▸ **DIRECTIONS**: Write every entry out again exactly, please, and skip the pictures.

....

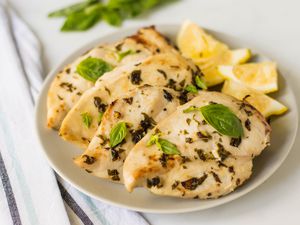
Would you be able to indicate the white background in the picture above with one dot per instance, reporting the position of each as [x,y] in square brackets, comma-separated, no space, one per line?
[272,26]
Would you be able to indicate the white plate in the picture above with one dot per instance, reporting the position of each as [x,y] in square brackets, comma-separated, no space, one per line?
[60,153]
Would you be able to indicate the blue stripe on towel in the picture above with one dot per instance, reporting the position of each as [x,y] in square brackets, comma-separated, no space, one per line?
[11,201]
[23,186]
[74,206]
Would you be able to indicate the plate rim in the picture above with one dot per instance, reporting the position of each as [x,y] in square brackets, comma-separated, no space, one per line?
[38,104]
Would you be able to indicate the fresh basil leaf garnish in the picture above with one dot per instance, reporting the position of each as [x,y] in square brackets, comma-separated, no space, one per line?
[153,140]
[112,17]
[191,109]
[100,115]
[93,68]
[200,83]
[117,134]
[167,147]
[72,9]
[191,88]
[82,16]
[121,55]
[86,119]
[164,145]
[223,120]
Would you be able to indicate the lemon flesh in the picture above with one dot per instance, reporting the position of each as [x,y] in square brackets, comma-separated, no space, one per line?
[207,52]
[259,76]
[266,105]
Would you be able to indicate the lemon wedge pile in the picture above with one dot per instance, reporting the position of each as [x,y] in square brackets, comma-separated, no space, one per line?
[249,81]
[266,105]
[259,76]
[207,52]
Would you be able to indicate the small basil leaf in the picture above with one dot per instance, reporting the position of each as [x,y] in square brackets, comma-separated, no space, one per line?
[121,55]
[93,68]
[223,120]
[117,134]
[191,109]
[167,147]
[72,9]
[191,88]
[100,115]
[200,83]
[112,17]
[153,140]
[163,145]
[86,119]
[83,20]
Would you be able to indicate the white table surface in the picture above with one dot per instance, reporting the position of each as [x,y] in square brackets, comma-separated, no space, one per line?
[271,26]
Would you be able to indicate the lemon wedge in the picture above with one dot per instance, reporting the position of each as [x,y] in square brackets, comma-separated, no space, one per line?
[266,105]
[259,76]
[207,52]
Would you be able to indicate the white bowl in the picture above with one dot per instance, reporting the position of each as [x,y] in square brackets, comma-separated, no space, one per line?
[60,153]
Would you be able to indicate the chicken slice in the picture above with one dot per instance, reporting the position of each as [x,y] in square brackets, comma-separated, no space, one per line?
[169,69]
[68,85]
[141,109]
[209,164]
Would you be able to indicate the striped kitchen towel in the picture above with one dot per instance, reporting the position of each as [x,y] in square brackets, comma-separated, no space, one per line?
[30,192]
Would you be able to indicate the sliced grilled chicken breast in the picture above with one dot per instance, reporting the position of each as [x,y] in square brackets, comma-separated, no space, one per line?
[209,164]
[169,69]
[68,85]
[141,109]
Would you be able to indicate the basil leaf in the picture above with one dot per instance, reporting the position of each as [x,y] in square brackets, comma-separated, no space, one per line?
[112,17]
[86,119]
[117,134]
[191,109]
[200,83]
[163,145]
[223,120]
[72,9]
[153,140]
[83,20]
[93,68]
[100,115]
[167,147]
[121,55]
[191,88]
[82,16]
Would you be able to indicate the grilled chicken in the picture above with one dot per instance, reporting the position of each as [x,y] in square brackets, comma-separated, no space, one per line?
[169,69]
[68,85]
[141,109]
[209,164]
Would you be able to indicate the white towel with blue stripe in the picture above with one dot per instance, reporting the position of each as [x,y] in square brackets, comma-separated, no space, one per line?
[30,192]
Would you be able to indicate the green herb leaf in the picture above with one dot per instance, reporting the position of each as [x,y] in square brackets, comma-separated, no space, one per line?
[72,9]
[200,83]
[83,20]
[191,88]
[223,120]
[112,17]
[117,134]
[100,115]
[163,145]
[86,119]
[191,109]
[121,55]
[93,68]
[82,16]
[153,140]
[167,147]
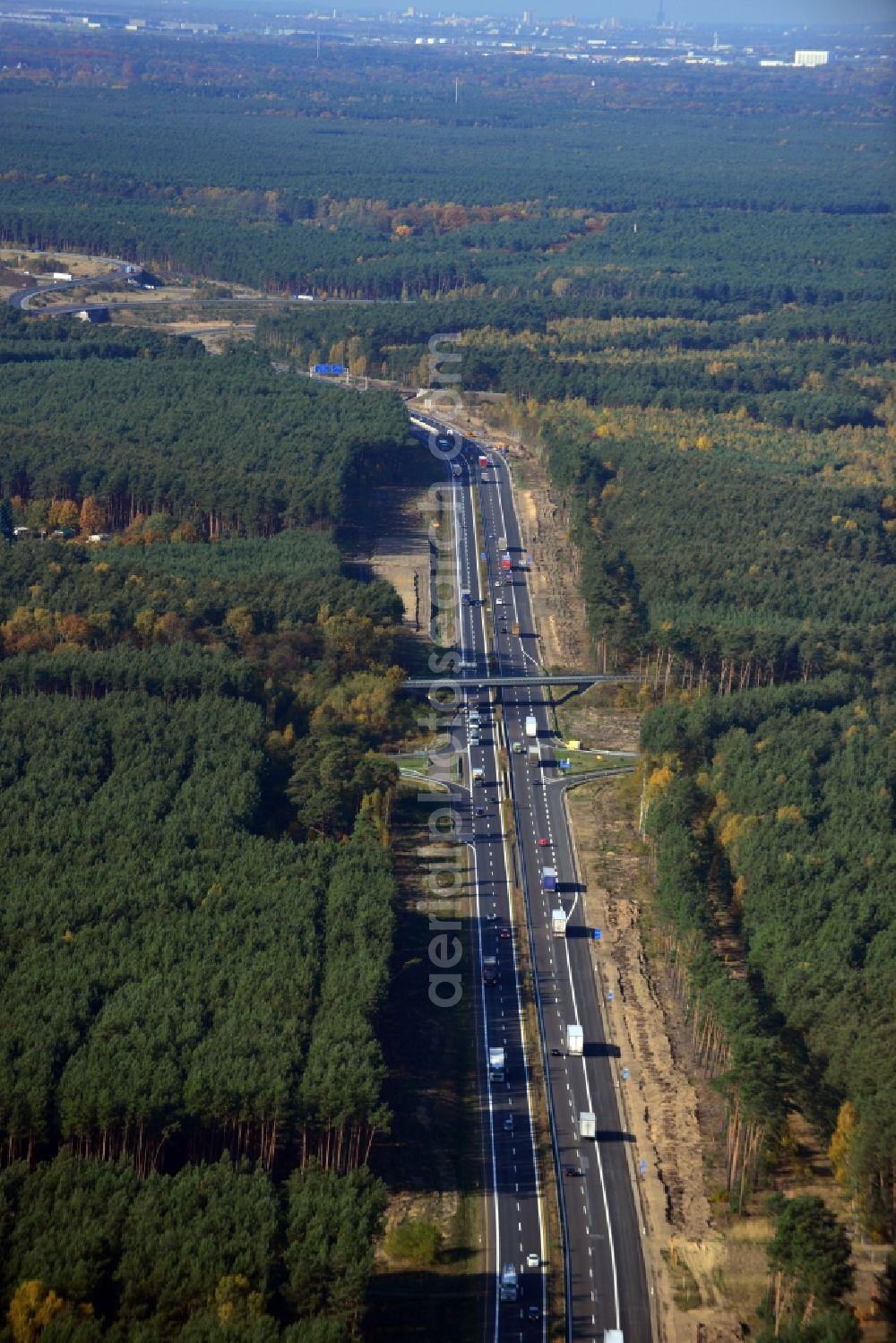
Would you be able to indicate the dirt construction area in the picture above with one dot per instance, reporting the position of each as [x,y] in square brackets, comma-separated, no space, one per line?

....

▸ **ANSWER**:
Would you be able to indicate the white background in the picture above with one dot per instance, reporting the position of each as [x,y] in square brackets, comma-separated, no space, one per line?
[272,26]
Would you be able to indicate the white plate in the picture above with one dot per instance, reporting the position of each as [x,y] in square brackets, comma-separated, no space, one per line?
[60,153]
Would you be able to indicate the blue stripe on towel in the picture above with one dot per instance, reporting the position of each as [x,y] in square brackets, comma-separated, no space, one per line?
[11,201]
[23,186]
[74,206]
Would you be able to indicate the plate rim in the picture above with one dot per instance, reporting the position of each as [x,y] in square brackets, comma-separated, no space, one per line?
[38,104]
Would you be able to indicate the fresh basil leaf garnish in the picture above with one dot per instance, reporting the position of each as [x,y] in square brackets, comma-separated, no space, one per line?
[153,140]
[112,17]
[191,109]
[100,115]
[93,68]
[200,83]
[117,134]
[167,147]
[72,9]
[191,88]
[82,16]
[121,55]
[86,119]
[164,145]
[223,120]
Would you be able to indicate the lemon flesh in the picture above with one dot per instance, reporting the position of each as [x,y] in square brackets, comma-separated, no space, one per line?
[207,52]
[259,76]
[266,105]
Would you be able to indicate the lemon wedge pile in the picture above with one dot per instance, reporting the position of each as [x,y] in square brackets, comma-separated, no space, one per line?
[249,81]
[266,105]
[259,76]
[207,52]
Would you be able to indicate the small basil leaf in the picture above with one dot per instance, reporting the position of each as [x,y] in square brackets, comma-separated, no space, one per line?
[121,55]
[93,68]
[223,120]
[117,134]
[191,109]
[167,147]
[72,9]
[191,88]
[100,115]
[200,83]
[112,17]
[153,140]
[163,145]
[86,119]
[83,20]
Would you be able to indicate the white table surface in the picture above with one dot per instance, reporting the position of each as [x,y] in square brackets, comma-separated, no space, one per line?
[271,26]
Would you be able to indicate the lemon wedge in the picture above with one dot per instance, reporting the position of each as [x,y] in square brackets, comma-separated, no space, one per line?
[266,105]
[259,76]
[207,52]
Would you be able to indicate the white bowl in the picture above with one dot per instance, reporting the position of each as [x,y] in square brackets, comma-separated, no space, one per line?
[60,153]
Would you be able to indicate the chicken slice in the picture above with one dot per instance, reporting the position of each as [x,y] in square brackets, comma-separated, no space, one per line?
[169,69]
[68,85]
[141,109]
[209,164]
Would you be able to indicate the striped kitchen towel in the picture above with one dot per instance, reporting the position of each as [x,y] in square brackets, comma-separated, no space, one per line?
[30,192]
Would you be able to indicate the sliced grilled chicken breast in the picture above with one dot per instance, reporting the position of each as [x,y] in square brackets, comma-separated, no space, one per line?
[209,164]
[169,69]
[68,85]
[141,109]
Would you be able to indicate the basil leaf in the picture above with one dot per instance, reporting the position of each as [x,y] in square brackets, comma-separated, no space, one per line?
[112,17]
[86,119]
[117,134]
[191,109]
[200,83]
[163,145]
[223,120]
[72,9]
[153,140]
[83,20]
[93,68]
[100,115]
[167,147]
[121,55]
[191,88]
[82,16]
Would you be able to indicate the grilled chicken in the picture above with one dot per instance, reporting the position of each as [x,y] in square brackets, comma-separated, no space, one per line?
[169,69]
[68,85]
[141,109]
[209,164]
Would you be able to indicate the white towel with blue stripe in the picture above with one dot per instance, reporting the position of each as [x,y] in square brackets, comma-separated, no space, one per line?
[30,192]
Would you be able to indicate the green herb leaf in the picture above with one dot per instance, reporting the position of each as [x,y] in square brackets, comma-separated, no space, one per line?
[72,9]
[200,83]
[83,20]
[191,88]
[223,120]
[112,17]
[117,134]
[100,115]
[163,145]
[86,119]
[191,109]
[121,55]
[93,68]
[82,16]
[153,140]
[167,147]
Would you be able to indicate the dirt construction area in the picture above with one dot per instance, reporting the position of each as [x,y] in square brackets, comma-separated, no space, one per line?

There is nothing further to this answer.